**SOURCE**.

###

# Distributed Nonsmooth Robust Resource Allocation with Cardinality   Constrained Uncertainty

**Authors:** Yue Wei, Shuxin Ding, Hao Fang, Xianlin Zeng, Qingkai Yang, Bin Xin

arXiv: 1902.08458 · 2019-11-05

## TL;DR

This paper introduces a distributed primal-dual algorithm for solving a nonsmooth, robust resource allocation problem with cardinality constrained uncertainty, ensuring convergence to optimal solutions in multi-agent systems.

## Contribution

It develops a novel distributed primal-dual projected algorithm and provides a convergence analysis for solving nonsmooth robust resource allocation with uncertainty.

###

[Records from a collection]
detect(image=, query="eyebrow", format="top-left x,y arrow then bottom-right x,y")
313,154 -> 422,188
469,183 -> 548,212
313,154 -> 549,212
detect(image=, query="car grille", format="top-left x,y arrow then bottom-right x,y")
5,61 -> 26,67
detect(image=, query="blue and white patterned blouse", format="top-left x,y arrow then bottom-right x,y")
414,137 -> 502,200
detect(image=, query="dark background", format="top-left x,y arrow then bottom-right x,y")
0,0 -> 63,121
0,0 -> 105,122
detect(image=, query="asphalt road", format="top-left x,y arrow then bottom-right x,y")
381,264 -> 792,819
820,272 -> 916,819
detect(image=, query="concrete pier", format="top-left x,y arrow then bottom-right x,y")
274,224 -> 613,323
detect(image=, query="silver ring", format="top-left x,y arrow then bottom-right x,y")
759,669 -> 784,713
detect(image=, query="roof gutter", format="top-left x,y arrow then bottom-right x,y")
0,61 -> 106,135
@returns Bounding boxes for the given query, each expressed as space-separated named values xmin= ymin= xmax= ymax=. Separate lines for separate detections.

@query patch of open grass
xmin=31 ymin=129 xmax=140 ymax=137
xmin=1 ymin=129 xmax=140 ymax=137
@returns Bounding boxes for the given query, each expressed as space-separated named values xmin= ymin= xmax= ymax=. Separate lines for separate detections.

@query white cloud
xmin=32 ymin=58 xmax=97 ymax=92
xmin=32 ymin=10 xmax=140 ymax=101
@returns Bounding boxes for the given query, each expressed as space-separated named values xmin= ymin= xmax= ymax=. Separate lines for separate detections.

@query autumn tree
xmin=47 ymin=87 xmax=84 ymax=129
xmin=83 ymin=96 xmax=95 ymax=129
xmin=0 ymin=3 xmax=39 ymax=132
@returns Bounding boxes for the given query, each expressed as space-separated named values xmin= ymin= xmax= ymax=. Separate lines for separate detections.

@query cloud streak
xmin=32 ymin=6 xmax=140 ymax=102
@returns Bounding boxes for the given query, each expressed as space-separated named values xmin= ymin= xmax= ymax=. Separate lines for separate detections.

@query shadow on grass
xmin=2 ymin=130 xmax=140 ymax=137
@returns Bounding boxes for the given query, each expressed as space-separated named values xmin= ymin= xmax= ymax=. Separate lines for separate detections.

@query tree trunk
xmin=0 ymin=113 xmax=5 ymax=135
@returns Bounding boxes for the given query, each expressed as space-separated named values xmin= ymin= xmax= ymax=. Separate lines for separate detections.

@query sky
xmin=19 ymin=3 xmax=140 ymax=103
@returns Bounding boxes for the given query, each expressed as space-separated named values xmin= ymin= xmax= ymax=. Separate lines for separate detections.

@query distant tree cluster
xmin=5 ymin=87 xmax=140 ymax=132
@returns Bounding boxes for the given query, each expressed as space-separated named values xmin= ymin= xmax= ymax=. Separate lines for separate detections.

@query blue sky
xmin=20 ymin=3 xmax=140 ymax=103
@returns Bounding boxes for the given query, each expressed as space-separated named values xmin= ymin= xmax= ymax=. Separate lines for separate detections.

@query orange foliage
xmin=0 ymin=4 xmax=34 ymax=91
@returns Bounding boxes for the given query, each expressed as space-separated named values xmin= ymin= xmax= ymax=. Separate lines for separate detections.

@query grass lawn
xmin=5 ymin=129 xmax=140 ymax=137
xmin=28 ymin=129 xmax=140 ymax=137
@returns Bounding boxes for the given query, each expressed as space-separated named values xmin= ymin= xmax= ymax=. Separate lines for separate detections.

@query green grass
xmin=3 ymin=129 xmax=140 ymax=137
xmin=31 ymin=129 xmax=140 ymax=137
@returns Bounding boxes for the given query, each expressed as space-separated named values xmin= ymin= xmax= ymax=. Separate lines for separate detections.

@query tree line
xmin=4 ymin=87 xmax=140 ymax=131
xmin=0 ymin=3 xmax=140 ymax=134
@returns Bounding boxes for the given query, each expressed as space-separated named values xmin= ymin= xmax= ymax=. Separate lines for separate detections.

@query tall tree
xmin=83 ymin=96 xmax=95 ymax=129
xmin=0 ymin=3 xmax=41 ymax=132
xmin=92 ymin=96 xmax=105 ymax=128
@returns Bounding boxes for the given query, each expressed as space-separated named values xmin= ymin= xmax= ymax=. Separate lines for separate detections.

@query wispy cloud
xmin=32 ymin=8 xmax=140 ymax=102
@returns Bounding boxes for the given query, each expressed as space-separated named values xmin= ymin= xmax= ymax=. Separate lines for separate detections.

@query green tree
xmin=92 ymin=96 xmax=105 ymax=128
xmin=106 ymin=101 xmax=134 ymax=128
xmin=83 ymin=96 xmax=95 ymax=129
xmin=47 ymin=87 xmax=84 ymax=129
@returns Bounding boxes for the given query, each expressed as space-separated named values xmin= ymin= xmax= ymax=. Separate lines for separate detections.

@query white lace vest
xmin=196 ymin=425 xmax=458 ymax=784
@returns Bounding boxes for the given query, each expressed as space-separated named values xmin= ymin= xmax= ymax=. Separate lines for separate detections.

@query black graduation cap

###

**PROBLEMS TO SOLVE**.
• 1. Filter the records down to the lines that contain the string "cloud", and copy each of those lines.
• 2. Supply what follows the last sentence of the summary of the paper on distributed nonsmooth robust resource allocation.

**TASK ANSWERS**.
• 1.
@query white cloud
@query cloud streak
@query wispy cloud

• 2.
## Key findings

- Algorithm converges to optimal resource allocation
- Simulation demonstrates efficiency of the proposed method
- Addresses nonsmooth and uncertain resource allocation challenges

## Abstract

A distributed nonsmooth robust resource allocation problem with cardinality constrained uncertainty is investigated in this paper. The global objective is consisted of local objectives, which are convex but nonsmooth. Each agent is constrained in its private convex set and has only the information of its corresponding local objective. The resource allocation condition is subject to the cardinality constrained uncertainty sets. By employing the duality theory of convex optimization, a dual problem of the robust resource allocation problem is presented. For solving this dual problem, a distributed primal-dual projected algorithm is proposed. Theoretically, the convergence analysis by using stability theory of differential inclusions is conducted. It shows that the algorithm can steer the multi-agent system to satisfy resource allocation condition at the optimal solution. In the end, a nontrivial simulation is shown and the results demonstrate the efficiency of the proposed algorithm.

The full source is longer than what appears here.